What to do:
A) According to the article on Jenkins' return, how many days did Jenkins serve in a U.S. military jail in Japan?
B) Using the article on Jenkins' return, explain in one to three sentences why many of the reporters in Pat Harrell's neighborhood came from Japan.
C) From the article on Jenkins' return, repeat word for word the portion running from "His light punishment" up to and including "the Merchant Marine.".

Excerpted passage:

After admitting he deserted to avoid service in Vietnam, Jenkins was court-martialed and served 25 days in a U.S. military jail in Japan.
His light punishment and return to the United States have drawn a mixed reaction from veterans – some bitter and angry about a man they see as a traitor, others more forgiving.
King’s husband of 50 years, Calvin, 78, falls in the charitable category. He served a two-year stateside hitch in the Army during the Korean War and is a retired quartermaster with the Merchant Marine.
“I’m glad for him and glad for his 91-year-old mother,” he said. “I wish him all the best. The damage is done. I don’t think he’s got anybody to blame but himself.”
Many reporters who crowded Pat Harrell’s Sycamore Street neighborhood were from Japan, where the saga of Jenkins and Soga has generated intense and enduring interest ever since North Korea admitted she was one of several Japanese citizens its agents had abducted.
“Her return and the life after her return has been a very big concern in Japan,” said Kentaro Sugino, 26, of Tokyo, a reporter for the newspaper Yomiuri who flew to North Carolina to cover the reunion.
“Bringing him back from North Korea became a political issue for Japan. Him returning to his home for the first time in 40 years kind of put a period on Hitomi’s story.”
Jenkins’ reunion has been a closed affair, marked by brief prepared statements by him or short remarks by family members. At his request, relatives have declined interviews.
He was accompanied on the North Carolina trip by Jim Frederick, a Tokyo-based Time magazine writer who is helping Jenkins with his autobiography.
Frederick said Jenkins already has a publisher and paid for the trip himself, including the videographer who met him at the door of his sister’s house.

Supplied material:
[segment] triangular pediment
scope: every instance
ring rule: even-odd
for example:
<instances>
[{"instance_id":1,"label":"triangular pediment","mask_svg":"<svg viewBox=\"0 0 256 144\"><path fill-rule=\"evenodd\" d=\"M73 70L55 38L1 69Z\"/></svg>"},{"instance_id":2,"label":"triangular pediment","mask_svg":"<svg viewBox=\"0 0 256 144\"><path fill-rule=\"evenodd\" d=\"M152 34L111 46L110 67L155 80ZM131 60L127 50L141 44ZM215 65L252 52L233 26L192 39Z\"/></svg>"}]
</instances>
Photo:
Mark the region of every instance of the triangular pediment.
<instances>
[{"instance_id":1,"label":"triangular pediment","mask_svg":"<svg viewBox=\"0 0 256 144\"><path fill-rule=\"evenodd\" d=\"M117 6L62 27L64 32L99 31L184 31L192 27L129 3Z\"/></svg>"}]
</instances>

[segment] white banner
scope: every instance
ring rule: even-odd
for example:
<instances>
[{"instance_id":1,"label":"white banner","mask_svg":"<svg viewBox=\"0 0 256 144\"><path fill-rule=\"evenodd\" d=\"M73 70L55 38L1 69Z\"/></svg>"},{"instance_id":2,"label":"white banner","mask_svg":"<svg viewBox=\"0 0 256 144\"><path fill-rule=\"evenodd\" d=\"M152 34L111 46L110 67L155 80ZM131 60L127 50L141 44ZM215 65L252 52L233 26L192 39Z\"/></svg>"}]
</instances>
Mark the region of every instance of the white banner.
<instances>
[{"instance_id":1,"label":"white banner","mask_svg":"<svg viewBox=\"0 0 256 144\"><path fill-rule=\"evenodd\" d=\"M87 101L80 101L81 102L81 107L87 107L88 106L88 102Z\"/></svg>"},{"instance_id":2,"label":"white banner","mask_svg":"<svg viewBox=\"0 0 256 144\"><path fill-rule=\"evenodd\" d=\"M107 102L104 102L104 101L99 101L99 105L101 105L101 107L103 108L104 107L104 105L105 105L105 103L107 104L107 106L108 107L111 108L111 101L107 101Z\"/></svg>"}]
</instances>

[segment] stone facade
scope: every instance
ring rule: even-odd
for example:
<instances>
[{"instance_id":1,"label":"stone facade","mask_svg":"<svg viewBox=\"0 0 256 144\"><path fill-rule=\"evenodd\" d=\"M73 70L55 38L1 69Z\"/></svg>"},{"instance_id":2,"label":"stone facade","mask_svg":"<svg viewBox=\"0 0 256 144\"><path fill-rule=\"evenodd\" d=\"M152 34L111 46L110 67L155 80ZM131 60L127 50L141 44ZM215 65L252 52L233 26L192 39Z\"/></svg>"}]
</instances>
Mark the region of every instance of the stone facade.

Answers to this exercise:
A) He served 25 days.

B) The saga of Jenkins and Soga has drawn intense and enduring interest in Japan ever since North Korea admitted that Soga was one of several Japanese citizens its agents had abducted. A Yomiuri reporter added that her return and her life afterward have been a major concern in Japan, and that bringing Jenkins back from North Korea became a political issue there.

C)
His light punishment and return to the United States have drawn a mixed reaction from veterans – some bitter and angry about a man they see as a traitor, others more forgiving.
King’s husband of 50 years, Calvin, 78, falls in the charitable category. He served a two-year stateside hitch in the Army during the Korean War and is a retired quartermaster with the Merchant Marine.